Civilization's Obscene
Ghost
by
Peter Brooks
Peter Brooks is
Sterling professor of comparative literature and French at Yale University and
is the author of several books, including "Reading for the Plot" and
"Troubling Confessions." This piece appeared in the Los Angeles Times, April 6, 2003.
The outbreak of World War I in August 1914 was a terrific shock to European
intellectuals, many of whom spoke several languages, traveled widely and felt
themselves equally citizens of French, English, Italian and German cultures.
War had come to seem unthinkable in a world marked by rapid economic and social
progress, a world in which European values had apparently spread across much of
the globe.
Sigmund Freud, lover of Sophocles and Shakespeare, trained in Paris and Vienna,
was one of these intellectuals. Deeply disillusioned and depressed by the war,
he sat down at his desk in early 1915 and wrote an essay he called
"Thoughts for the Times on War and Death."
"We cannot but feel that no event has ever destroyed so much that is
precious in the common possessions of humanity, confused so many of the
clearest intelligences, or so thoroughly debased what is highest," he
wrote. Europeans had come to believe they'd discovered peaceful ways to settle
conflicts, so they were astonished at the savagery unleashed by the war. States
now seemed to want to monopolize violence "like salt and tobacco," he
wrote. "A belligerent state permits itself every such misdeed, every such
act of violence, as would disgrace the individual."
But for Freud, the upsurge of violence, deceit and inhumanity brought by war
was also grist for his studies of the human psyche. The basic principles of
psychoanalysis held that civilized human beings and well-ordered societies were
based on the renunciation of more "primitive" forms of instinctual satisfaction.

> _Tasks for this exercise_:
• a. Summarize the essay extract on Freud and World War I in two sentences.
• b. Answer these questions from the essay extract on Freud and World War I, one line each:
(i) In which two cities was Freud trained?
(ii) In which newspaper, and on what date, did the piece appear?
(iii) According to Freud, states seemed to want to monopolize violence like what two things?

> _Data listing_:
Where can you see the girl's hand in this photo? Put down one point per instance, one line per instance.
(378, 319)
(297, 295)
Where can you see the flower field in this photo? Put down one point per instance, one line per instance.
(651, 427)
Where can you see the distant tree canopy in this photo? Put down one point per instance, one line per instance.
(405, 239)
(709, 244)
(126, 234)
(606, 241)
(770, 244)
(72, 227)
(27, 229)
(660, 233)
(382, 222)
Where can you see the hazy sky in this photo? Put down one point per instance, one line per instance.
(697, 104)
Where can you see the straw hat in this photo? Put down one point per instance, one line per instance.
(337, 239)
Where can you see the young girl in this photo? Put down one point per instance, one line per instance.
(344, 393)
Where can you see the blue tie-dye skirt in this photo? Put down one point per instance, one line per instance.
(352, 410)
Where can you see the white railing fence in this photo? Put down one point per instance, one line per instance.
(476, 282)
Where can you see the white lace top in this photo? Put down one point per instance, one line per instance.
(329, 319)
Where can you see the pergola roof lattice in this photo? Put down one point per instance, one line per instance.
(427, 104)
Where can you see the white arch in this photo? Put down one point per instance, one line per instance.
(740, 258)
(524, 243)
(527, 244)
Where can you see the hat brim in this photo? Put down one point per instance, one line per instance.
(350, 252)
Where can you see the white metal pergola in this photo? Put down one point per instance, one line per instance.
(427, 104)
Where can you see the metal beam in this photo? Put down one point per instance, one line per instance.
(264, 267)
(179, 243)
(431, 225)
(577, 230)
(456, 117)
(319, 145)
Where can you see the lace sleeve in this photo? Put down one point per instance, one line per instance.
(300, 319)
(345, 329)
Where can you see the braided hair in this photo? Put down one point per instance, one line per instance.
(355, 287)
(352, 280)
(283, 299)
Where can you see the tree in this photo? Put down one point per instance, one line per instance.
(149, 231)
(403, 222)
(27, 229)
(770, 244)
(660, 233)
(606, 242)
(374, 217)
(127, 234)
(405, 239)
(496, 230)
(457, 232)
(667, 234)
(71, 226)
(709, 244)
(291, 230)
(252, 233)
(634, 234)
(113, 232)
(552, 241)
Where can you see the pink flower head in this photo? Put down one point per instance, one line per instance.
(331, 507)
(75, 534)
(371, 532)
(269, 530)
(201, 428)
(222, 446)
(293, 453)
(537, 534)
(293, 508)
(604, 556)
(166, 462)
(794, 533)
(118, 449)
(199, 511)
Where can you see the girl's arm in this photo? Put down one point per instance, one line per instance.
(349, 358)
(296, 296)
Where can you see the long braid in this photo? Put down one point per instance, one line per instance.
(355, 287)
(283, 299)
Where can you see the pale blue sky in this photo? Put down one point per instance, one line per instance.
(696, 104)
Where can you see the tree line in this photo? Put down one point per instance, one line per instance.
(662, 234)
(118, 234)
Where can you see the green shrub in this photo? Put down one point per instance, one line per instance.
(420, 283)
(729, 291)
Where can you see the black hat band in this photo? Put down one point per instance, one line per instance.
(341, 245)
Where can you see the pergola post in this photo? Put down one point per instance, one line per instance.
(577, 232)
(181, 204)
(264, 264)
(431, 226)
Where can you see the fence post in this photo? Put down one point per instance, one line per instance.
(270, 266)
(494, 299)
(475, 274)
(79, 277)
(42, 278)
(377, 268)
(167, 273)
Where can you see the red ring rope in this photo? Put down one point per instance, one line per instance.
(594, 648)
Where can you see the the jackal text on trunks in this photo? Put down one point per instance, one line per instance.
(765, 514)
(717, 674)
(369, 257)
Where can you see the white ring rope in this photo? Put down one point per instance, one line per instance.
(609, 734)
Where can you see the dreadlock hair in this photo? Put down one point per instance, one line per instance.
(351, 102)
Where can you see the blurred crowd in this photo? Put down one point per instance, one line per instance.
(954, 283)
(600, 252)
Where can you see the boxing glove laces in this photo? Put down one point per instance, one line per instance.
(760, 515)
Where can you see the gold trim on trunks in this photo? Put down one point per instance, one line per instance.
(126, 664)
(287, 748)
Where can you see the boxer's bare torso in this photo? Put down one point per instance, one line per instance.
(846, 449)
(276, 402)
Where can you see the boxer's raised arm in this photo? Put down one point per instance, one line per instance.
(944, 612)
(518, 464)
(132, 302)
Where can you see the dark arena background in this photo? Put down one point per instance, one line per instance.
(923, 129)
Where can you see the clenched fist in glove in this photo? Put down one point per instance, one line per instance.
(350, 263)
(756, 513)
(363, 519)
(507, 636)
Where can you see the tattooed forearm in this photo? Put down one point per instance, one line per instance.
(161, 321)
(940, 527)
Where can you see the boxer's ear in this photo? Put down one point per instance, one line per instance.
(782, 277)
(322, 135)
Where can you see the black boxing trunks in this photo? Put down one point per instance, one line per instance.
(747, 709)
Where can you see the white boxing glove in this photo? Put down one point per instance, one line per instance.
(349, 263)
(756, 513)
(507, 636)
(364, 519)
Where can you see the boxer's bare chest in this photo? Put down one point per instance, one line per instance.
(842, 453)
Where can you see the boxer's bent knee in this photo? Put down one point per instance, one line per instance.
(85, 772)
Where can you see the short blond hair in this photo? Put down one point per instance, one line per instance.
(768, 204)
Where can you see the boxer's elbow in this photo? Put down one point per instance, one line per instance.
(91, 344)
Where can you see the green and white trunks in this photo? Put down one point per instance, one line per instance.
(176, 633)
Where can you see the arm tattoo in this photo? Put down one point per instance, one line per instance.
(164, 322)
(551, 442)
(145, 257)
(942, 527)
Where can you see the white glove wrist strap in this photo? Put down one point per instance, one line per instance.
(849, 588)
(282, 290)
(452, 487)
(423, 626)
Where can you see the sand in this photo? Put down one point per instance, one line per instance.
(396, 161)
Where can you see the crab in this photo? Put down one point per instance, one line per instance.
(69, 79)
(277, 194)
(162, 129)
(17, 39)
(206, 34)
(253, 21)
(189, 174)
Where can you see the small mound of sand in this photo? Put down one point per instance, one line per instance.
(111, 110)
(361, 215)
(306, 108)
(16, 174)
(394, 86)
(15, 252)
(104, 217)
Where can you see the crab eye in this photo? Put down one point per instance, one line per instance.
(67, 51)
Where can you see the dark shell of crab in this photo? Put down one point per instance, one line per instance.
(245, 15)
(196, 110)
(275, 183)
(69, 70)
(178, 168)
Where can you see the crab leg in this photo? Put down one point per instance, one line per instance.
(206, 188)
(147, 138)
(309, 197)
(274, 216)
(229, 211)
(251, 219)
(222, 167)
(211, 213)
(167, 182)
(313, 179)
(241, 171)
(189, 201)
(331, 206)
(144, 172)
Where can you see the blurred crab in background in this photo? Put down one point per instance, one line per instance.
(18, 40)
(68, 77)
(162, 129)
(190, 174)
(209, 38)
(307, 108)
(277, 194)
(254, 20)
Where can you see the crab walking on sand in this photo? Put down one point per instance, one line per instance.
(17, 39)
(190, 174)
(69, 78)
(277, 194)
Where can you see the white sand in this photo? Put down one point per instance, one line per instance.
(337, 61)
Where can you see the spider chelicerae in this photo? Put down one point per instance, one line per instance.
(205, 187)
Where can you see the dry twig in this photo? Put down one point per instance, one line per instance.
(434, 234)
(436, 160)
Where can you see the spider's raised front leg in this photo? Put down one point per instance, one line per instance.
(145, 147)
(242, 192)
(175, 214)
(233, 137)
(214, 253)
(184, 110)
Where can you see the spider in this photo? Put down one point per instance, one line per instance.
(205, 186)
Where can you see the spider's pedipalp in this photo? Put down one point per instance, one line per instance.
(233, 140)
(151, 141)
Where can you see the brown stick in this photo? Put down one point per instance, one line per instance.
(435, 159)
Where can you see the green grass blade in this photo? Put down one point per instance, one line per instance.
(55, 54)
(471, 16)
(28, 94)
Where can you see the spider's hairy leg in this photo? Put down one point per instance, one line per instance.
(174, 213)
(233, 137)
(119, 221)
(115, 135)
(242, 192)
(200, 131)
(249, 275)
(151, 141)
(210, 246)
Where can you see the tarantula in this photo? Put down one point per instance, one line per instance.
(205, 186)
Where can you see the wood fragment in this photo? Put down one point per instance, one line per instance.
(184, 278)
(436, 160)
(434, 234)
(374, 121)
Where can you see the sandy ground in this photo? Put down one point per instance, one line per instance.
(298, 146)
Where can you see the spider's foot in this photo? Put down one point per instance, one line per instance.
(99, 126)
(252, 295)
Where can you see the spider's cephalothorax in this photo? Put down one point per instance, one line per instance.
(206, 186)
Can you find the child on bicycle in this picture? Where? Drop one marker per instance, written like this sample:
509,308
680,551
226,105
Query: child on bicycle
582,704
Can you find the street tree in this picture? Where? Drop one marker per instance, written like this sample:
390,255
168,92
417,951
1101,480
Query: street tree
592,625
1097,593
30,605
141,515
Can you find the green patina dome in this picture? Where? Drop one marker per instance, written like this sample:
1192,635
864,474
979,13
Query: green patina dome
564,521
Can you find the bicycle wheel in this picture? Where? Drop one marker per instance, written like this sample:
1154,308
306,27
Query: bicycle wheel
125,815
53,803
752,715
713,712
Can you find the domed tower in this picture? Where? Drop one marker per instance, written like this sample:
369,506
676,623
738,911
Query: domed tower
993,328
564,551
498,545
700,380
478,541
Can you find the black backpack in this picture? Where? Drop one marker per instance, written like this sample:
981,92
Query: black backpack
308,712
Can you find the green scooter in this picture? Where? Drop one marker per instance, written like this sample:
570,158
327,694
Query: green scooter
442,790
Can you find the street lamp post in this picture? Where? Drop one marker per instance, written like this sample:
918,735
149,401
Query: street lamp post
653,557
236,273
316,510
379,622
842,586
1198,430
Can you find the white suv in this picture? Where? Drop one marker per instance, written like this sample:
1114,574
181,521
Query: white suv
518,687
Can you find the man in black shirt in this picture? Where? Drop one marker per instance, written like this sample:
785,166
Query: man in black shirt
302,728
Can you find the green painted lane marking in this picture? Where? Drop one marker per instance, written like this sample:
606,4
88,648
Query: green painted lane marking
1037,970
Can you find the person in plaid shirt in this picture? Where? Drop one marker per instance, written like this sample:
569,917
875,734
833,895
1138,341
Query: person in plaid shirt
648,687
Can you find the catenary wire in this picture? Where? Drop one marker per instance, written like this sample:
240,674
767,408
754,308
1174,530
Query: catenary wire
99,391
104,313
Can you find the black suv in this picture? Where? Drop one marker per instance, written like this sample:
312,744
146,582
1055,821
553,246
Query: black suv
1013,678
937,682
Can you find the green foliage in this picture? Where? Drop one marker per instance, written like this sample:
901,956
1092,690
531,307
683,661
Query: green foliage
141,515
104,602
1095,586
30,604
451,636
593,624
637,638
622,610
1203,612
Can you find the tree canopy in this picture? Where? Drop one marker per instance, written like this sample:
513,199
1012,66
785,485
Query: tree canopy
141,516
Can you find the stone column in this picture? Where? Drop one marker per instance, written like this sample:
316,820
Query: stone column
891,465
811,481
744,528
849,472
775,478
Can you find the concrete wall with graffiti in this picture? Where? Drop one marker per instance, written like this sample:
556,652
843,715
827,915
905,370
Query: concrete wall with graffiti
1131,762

> _Answer set_:
• a. The outbreak of World War I in August 1914 shocked European intellectuals, who had come to see war as unthinkable in a world of rapid economic and social progress. One of them, Sigmund Freud, was disillusioned and depressed by the war and wrote "Thoughts for the Times on War and Death" in early 1915, lamenting the violence states permitted themselves while also treating the war's upsurge of violence as material for his studies of the human psyche.

• b.
(i) Paris and Vienna
(ii) The Los Angeles Times, April 6, 2003
(iii) Salt and tobacco